* _Brano di lettura_:
- - - - -

“L’idea di avere una didattica mista con ragazzi in presenza e altri a casa è delirante. Chi pensa che in questo modo nessuno perda giorni di scuola si sbaglia, perché chi segue le lezioni online con il professore in aula resta comunque indietro”. Il giorno dopo l’approvazione da parte del Consiglio dei ministri delle nuove misure per il rientro a scuola, l’idea che alle secondarie, con due positivi, la classe si divida con i non vaccinati in dad e gli altri in classe, è bocciata da professori, presidi ma anche dai maestri della scuola primaria che già l’hanno sperimentata.

- - - - -

* _Dati da analizzare_:
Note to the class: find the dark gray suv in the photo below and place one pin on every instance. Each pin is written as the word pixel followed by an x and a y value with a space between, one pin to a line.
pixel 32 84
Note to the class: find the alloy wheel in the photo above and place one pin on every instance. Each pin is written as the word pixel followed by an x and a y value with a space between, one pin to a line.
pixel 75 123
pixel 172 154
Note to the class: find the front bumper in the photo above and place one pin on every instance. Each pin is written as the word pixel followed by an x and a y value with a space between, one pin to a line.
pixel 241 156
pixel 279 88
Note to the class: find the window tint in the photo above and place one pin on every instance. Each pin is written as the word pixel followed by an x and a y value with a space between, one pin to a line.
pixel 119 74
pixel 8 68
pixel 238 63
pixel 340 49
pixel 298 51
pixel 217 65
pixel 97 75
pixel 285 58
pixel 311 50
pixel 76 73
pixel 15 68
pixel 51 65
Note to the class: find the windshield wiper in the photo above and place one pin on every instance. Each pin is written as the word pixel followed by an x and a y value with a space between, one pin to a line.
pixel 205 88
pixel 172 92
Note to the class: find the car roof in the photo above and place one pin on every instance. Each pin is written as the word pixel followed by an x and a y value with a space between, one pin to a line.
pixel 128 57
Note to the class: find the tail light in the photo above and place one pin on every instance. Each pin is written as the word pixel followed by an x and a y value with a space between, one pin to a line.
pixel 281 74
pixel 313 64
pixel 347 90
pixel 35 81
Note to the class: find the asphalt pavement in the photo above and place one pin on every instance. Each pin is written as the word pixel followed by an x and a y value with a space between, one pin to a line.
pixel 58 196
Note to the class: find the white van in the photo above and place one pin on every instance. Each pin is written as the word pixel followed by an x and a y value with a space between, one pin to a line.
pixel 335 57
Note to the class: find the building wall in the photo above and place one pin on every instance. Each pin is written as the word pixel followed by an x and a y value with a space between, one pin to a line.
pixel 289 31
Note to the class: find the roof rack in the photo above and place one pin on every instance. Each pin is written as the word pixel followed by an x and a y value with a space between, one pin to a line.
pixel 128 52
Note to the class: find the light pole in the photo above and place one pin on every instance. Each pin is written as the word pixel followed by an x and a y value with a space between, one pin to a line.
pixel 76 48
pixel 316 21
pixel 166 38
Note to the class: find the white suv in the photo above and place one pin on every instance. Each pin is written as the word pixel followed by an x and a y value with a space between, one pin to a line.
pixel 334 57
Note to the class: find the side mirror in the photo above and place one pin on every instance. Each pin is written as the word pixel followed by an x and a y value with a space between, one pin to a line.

- - - - -

* _Attività da svolgere_:
Prosegua il brano sulla didattica mista al rientro a scuola, partendo dopo la sua ultima frase.

* _Risposta scritta_:
Tutti, piuttosto di avere una situazione mista, preferiscono fare scuola con l’intera classe davanti al personal computer. La scelta del ministro dell’Istruzione Patrizio Bianchi e del premier Mario Draghi non piace per nulla e preoccupa gli addetti ai lavori. Elke Termini è insegnante di lettere alle medie Veneziano di Monreale, vicino a Palermo. È una di quelle professoresse che ha a che fare non solo con quelli da “dieci”, con i figli dell’avvocato e del medico ma anche con ragazzini che vivono in quartiere molto poveri: “Questa soluzione è pessima e le spiego subito il perché. Quando un insegnante è in aula, è obbligatoriamente concentrato sugli alunni che ha davanti a sé. Io mi alzo, cammino tra loro, colgo l’espressione dell’uno o dell’altro e mi rivolgo al singolo. Scrivo alla lavagna. La lezione è ritmica e con la didattica mista rischio di volgere le spalle a quelli a casa che non potranno mai essere coinvolti allo stesso modo”.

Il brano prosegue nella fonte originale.